_EXERCISE OBJECTIVE_:
Count how many lines of the material below contain the string "shell", with case counting, and reply with that number alone.

Point labeling data based on photos
☆ ☆ ☆ ☆ ☆ ☆ ☆
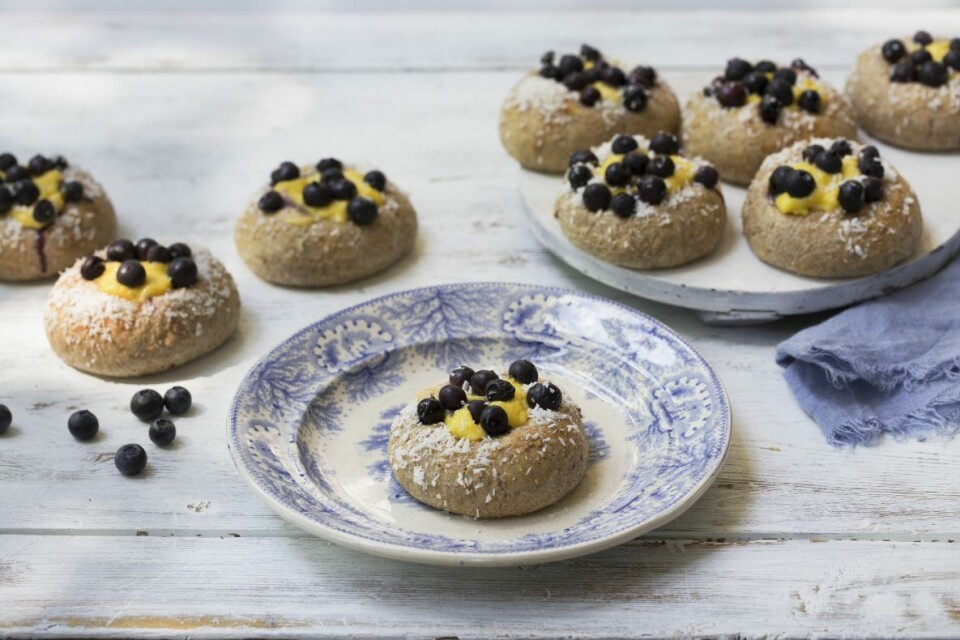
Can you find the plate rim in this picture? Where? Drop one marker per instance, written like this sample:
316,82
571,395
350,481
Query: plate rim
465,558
☆ ☆ ☆ ☆ ☆ ☆ ☆
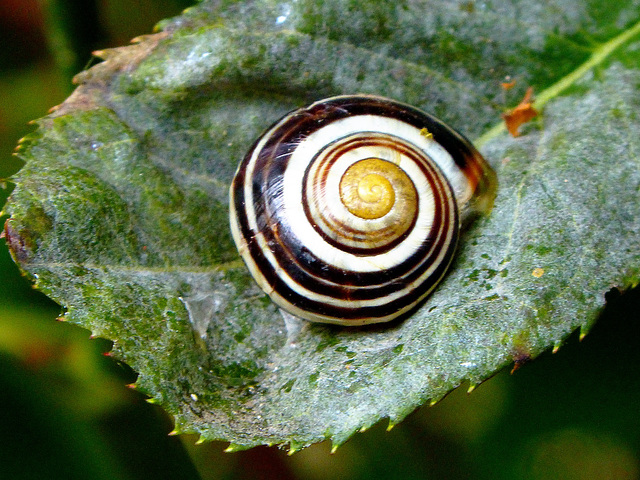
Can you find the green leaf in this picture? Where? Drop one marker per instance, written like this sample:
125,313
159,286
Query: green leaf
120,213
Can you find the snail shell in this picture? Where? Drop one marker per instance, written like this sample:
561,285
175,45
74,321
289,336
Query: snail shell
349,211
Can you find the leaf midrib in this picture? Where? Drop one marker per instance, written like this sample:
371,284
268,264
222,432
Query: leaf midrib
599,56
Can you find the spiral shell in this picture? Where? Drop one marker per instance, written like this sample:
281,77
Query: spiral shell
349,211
☆ ☆ ☆ ☆ ☆ ☆ ☆
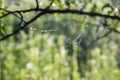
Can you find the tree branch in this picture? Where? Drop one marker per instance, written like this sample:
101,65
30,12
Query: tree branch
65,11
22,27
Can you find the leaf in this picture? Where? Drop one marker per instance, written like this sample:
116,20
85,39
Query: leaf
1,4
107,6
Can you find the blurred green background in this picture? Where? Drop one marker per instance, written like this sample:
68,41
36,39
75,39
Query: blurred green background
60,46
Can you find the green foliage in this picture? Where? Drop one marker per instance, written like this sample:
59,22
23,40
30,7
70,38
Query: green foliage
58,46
☆ ☆ ☆ ☆ ☆ ☆ ☆
_EXERCISE SOLUTION_:
4